• [WHAT IS NEEDED]: Reproduce each of the records below, character for character and in the same line order.

[START EXERCISE INPUTS]

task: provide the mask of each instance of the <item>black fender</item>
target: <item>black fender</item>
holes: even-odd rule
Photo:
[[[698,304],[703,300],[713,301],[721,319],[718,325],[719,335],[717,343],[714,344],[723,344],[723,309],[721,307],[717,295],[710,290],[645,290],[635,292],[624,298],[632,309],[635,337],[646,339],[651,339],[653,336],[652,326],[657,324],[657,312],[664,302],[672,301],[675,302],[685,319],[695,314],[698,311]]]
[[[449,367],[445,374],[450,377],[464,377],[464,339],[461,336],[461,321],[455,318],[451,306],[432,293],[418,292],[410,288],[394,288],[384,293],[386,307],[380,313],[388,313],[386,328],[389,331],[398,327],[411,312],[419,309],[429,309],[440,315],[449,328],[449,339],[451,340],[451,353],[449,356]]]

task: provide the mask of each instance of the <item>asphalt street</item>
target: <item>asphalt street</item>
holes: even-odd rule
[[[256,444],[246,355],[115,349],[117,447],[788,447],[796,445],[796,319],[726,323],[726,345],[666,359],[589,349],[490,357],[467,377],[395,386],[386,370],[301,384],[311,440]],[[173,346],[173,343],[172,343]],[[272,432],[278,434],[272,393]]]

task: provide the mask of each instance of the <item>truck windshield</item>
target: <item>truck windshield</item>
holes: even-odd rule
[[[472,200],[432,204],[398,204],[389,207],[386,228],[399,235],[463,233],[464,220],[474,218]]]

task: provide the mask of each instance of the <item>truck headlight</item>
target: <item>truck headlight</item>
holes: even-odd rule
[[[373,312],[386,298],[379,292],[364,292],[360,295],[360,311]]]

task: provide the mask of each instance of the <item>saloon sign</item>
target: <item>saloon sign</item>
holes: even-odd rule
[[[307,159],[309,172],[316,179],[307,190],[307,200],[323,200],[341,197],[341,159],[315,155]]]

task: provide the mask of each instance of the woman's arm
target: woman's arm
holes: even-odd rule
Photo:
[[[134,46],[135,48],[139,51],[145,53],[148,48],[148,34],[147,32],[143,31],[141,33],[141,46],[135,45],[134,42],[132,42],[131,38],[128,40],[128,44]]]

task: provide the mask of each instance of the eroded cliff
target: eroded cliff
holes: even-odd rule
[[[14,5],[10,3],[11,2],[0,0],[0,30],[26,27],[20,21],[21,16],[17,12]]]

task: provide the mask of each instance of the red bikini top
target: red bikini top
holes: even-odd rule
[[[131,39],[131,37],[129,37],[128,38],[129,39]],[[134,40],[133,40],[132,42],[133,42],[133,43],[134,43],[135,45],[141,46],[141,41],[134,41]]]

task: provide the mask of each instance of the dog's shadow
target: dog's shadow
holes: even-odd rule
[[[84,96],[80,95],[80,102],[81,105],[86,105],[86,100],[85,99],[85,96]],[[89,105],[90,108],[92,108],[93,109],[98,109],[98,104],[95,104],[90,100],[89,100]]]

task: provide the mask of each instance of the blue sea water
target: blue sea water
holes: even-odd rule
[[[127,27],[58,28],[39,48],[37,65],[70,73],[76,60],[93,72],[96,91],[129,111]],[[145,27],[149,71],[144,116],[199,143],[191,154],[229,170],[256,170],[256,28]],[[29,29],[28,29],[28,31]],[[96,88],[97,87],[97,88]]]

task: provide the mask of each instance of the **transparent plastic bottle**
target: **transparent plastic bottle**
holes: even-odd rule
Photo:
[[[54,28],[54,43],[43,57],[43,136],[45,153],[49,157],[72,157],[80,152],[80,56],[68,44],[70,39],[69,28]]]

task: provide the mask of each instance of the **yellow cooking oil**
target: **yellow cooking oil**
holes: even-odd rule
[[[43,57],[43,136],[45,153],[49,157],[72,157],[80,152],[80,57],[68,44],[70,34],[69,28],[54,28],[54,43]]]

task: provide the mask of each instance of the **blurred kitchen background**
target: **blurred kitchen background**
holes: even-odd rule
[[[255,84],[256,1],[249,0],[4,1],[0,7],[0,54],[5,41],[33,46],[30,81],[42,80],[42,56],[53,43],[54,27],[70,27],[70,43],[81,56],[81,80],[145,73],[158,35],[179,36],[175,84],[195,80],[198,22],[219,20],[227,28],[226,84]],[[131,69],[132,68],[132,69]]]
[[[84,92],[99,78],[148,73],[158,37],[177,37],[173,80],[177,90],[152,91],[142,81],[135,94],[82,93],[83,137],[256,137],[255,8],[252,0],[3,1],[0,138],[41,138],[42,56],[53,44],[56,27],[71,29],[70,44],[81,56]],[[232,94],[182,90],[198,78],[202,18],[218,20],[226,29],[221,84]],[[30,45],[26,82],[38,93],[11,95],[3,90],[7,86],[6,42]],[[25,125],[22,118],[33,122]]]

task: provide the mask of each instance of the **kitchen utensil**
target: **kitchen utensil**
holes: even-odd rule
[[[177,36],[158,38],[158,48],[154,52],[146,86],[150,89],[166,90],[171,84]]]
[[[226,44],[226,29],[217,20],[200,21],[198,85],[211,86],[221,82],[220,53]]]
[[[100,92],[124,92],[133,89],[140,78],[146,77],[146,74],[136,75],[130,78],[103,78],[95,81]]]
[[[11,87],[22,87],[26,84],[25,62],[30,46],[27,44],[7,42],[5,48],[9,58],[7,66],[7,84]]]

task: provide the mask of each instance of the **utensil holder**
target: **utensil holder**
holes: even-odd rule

[END EXERCISE INPUTS]

• [FINISHED TASK]:
task: provide the mask of each instance of the <item>black fender</item>
target: <item>black fender</item>
holes: even-odd rule
Photo:
[[[698,304],[703,300],[713,301],[721,319],[718,325],[719,335],[717,343],[714,344],[723,344],[723,309],[721,307],[717,295],[710,290],[645,290],[635,292],[624,298],[632,309],[635,337],[646,339],[651,339],[653,336],[652,326],[657,324],[657,312],[664,302],[672,301],[675,302],[685,319],[695,314],[698,311]]]
[[[449,367],[445,374],[450,377],[464,377],[464,339],[461,336],[461,321],[455,318],[451,306],[432,293],[418,292],[410,288],[394,288],[384,293],[386,307],[380,313],[388,313],[386,328],[389,331],[398,327],[411,312],[419,309],[429,309],[440,315],[449,328],[449,339],[451,340],[451,353],[449,356]]]

task: provide the mask of each instance of the <item>asphalt street</item>
target: <item>asphalt street</item>
holes: even-odd rule
[[[256,444],[246,355],[115,349],[117,447],[788,447],[796,445],[796,319],[726,323],[726,345],[666,359],[589,349],[490,357],[467,377],[395,386],[386,370],[301,384],[311,440]],[[173,346],[173,343],[172,343]],[[272,432],[278,434],[272,393]]]

task: provide the mask of each instance of the <item>truck windshield</item>
target: <item>truck windshield</item>
holes: even-odd rule
[[[472,200],[432,204],[398,204],[389,207],[386,228],[399,235],[463,233],[464,220],[474,218]]]

task: provide the mask of each instance of the <item>truck headlight</item>
target: <item>truck headlight</item>
holes: even-odd rule
[[[373,312],[386,298],[379,292],[364,292],[360,295],[360,311]]]

task: provide the mask of each instance of the <item>saloon sign</item>
target: <item>saloon sign</item>
holes: even-odd rule
[[[307,159],[309,172],[316,179],[307,190],[307,200],[323,200],[341,197],[341,159],[315,155]]]

task: provide the mask of each instance of the woman's arm
target: woman's arm
holes: even-odd rule
Photo:
[[[134,46],[135,48],[139,51],[145,53],[148,48],[148,34],[147,32],[143,31],[141,33],[141,46],[135,45],[134,42],[132,42],[131,38],[128,40],[128,44]]]

task: provide the mask of each instance of the eroded cliff
target: eroded cliff
holes: even-odd rule
[[[14,5],[10,3],[11,2],[0,0],[0,30],[26,27],[20,21],[21,16],[17,12]]]

task: provide the mask of each instance of the red bikini top
target: red bikini top
holes: even-odd rule
[[[131,39],[131,37],[129,37],[128,38],[129,39]],[[134,40],[133,40],[132,42],[133,42],[133,43],[134,43],[135,45],[141,46],[141,41],[134,41]]]

task: provide the mask of each instance of the dog's shadow
target: dog's shadow
holes: even-odd rule
[[[84,96],[80,95],[80,102],[81,105],[86,105],[86,100],[85,99],[85,96]],[[89,105],[90,108],[92,108],[93,109],[98,109],[98,104],[95,104],[90,100],[89,100]]]

task: provide the mask of each instance of the blue sea water
target: blue sea water
holes: even-odd rule
[[[127,27],[58,28],[39,48],[37,65],[70,73],[76,60],[93,72],[96,91],[129,111]],[[145,27],[149,71],[144,116],[199,143],[191,154],[229,170],[256,170],[256,28]],[[29,29],[28,29],[28,31]],[[96,88],[97,87],[97,88]]]

task: provide the mask of each instance of the **transparent plastic bottle**
target: **transparent plastic bottle**
holes: even-odd rule
Photo:
[[[54,28],[54,43],[43,57],[43,136],[45,153],[49,157],[72,157],[80,152],[80,56],[68,44],[70,39],[69,28]]]

task: provide the mask of each instance of the **yellow cooking oil**
target: **yellow cooking oil**
holes: even-odd rule
[[[43,57],[43,136],[45,153],[49,157],[72,157],[80,152],[80,57],[68,44],[70,34],[69,28],[54,28],[54,43]]]

task: provide the mask of each instance of the **blurred kitchen background**
target: **blurred kitchen background**
holes: even-odd rule
[[[255,84],[256,1],[249,0],[4,1],[0,7],[0,54],[5,41],[33,46],[30,81],[42,80],[42,56],[53,43],[54,27],[70,27],[70,43],[81,56],[81,80],[145,73],[158,35],[179,36],[175,84],[195,80],[198,22],[219,20],[227,28],[226,84]],[[131,69],[132,68],[132,69]]]
[[[84,92],[99,78],[148,73],[158,37],[177,37],[173,80],[177,90],[152,91],[142,81],[135,94],[82,93],[83,137],[256,137],[255,8],[252,0],[3,1],[0,138],[41,138],[42,56],[53,44],[56,27],[71,29],[70,44],[81,56]],[[232,94],[182,90],[198,78],[202,18],[218,20],[226,29],[221,84]],[[30,45],[26,82],[38,93],[11,95],[3,90],[7,86],[6,42]],[[25,125],[22,118],[33,122]]]

task: provide the mask of each instance of the **kitchen utensil**
target: **kitchen utensil**
holes: even-odd rule
[[[177,36],[158,38],[158,48],[154,52],[146,86],[150,89],[166,90],[171,84]]]
[[[226,44],[226,29],[217,20],[200,21],[198,85],[211,86],[221,82],[220,53]]]
[[[100,92],[124,92],[133,89],[140,78],[146,77],[146,74],[136,75],[130,78],[103,78],[95,81]]]
[[[11,87],[22,87],[26,84],[25,62],[30,46],[27,44],[7,42],[5,48],[9,58],[7,66],[7,84]]]

task: provide the mask of each instance of the **utensil holder**
target: **utensil holder**
holes: even-odd rule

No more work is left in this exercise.